## Requirement A:
Write out the portion of the passage on Appalachian migrants starting at "Once in the" and ending at "bars, and restaurants.".
## Requirement B:
In the passage on Appalachian migrants, what is the predominant social organization system of this population?
## Requirement C:
Extend the passage on Appalachian migrants, picking up after its final sentence.

## Text provided:
Once in the city, they moved in with relatives until they could find a place of their own. Her brother died of his illness within two years, but it was too late to move back.
Appalachian migrants usually move into voluntarily segregated neighborhoods in the cities. The predominant social organization system of this population is the family-kinship relation. Thus when individual family units migrate, the initial destinations are usually the homes of kin in specific city neighborhoods. Large family networks can be found within single neighborhoods, and everyday life usually involves relatives in and out of each other’s homes.8 These neighborhoods are for the most part complete, with churches, food and clothing stores, drug stores, bars, and restaurants.
Jenny and her two remaining brothers and two sisters grew up in one of these urban Appalachian “ghettos” (her term), one of several that exist in this city. Here they were surrounded by relatives and friends, all of whom lived in comparable poverty. Jenny remembers those years fondly, where life consisted of tightly knit groups of children playing among the abandoned and run-down buildings during the week and, if money was available, returning to their mountain homes on the weekends.

## Records provided:
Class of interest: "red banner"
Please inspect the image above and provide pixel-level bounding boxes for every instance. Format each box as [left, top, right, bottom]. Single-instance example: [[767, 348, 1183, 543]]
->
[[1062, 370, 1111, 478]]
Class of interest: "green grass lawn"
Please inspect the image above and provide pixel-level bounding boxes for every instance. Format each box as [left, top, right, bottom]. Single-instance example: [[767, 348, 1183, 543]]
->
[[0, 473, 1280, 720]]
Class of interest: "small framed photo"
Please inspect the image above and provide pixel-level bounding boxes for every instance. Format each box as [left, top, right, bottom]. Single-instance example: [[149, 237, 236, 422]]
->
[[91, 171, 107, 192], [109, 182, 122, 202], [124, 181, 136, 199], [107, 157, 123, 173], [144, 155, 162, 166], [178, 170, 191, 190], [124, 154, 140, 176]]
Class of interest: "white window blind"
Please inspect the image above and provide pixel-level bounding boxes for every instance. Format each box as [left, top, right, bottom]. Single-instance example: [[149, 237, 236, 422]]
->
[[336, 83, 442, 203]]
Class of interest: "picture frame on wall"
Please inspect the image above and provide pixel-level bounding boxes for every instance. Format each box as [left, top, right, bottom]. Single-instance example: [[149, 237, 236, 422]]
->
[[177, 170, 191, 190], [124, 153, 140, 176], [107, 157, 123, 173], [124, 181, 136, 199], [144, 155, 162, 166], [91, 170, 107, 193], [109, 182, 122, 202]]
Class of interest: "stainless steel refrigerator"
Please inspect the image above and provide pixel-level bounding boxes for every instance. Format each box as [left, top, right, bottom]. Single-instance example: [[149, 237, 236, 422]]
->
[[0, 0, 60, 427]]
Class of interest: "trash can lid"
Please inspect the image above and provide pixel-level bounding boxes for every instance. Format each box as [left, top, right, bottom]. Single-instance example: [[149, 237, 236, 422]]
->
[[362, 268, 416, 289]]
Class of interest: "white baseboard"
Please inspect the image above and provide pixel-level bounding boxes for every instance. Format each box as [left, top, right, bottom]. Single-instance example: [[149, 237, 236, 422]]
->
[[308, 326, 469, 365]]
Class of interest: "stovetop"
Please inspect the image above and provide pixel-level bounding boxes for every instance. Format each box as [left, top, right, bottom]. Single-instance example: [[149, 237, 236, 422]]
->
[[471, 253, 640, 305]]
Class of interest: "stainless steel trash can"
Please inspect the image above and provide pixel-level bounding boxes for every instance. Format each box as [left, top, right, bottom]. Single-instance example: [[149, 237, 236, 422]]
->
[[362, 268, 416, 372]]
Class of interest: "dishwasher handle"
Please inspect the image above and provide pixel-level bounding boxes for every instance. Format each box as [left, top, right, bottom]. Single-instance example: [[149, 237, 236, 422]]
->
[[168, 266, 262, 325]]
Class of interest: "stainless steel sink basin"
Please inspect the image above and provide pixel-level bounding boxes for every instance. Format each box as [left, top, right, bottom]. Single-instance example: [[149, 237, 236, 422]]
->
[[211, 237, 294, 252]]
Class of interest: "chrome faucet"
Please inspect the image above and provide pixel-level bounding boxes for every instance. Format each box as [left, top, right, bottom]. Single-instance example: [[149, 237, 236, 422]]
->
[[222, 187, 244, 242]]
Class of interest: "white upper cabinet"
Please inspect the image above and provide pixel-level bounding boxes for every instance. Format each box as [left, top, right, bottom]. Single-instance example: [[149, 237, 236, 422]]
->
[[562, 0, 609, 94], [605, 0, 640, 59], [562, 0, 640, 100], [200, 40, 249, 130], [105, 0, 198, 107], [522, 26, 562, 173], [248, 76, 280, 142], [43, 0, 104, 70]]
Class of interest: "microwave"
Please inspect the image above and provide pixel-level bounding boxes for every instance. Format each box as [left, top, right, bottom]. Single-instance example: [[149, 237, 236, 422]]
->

## Answer space A:
Once in the city, they moved in with relatives until they could find a place of their own. Her brother died of his illness within two years, but it was too late to move back.
Appalachian migrants usually move into voluntarily segregated neighborhoods in the cities. The predominant social organization system of this population is the family-kinship relation. Thus when individual family units migrate, the initial destinations are usually the homes of kin in specific city neighborhoods. Large family networks can be found within single neighborhoods, and everyday life usually involves relatives in and out of each other’s homes.8 These neighborhoods are for the most part complete, with churches, food and clothing stores, drug stores, bars, and restaurants.

## Answer space B:
The family-kinship relation.

## Answer space C:
Life was hard, though, and often unpleasant. Cultural alienation, poverty, and breakdowns in familial and societal networks have contributed to the ills of urban Appalachian families. Obermiller describes the social conditions:
Urban Appalachians in poverty have high rates of coronary heart disease, diabetes, and work-related disabilities. Their children suffer from lack of perinatal care, poor nutrition, and the effects of urban pollution. Sexually transmitted diseases affect many Appalachian teenagers. Among all generations of urban Appalachians, injuries related to work are common as are illnesses due to stress and diet such as diabetes, hypertension, and heart disease.9
Jenny describes her dad as a “drunk” and her mom as someone who worked during the day and drank at night and on the weekends.
“After we moved up here, then Mommy got to workin’, and when Daddy was workin’ at [a factory], got some kind of steel or somethin’ in his eye. He couldn’t see that good so he got fired or quit from there or somethin’. Then he worked somewhere else and quit. Then he was workin’ with his brothers, you know, tree work and paintin’ an’ stuff.”
Her father worked sporadically in this manner until he died of a heart attack in his fifties. Jenny’s mother worked in a store and sold beauty products on the side. A heavy smoker, she died the year after I worked with Jenny of pneumonia, a recurrent illness. Jenny also contracts pneumonia regularly and is “laid up” by it at least twice a year. Each occurrence is more severe and lasts longer. She knows she should quit smoking, but so far she cannot go more than two or three days without a cigarette.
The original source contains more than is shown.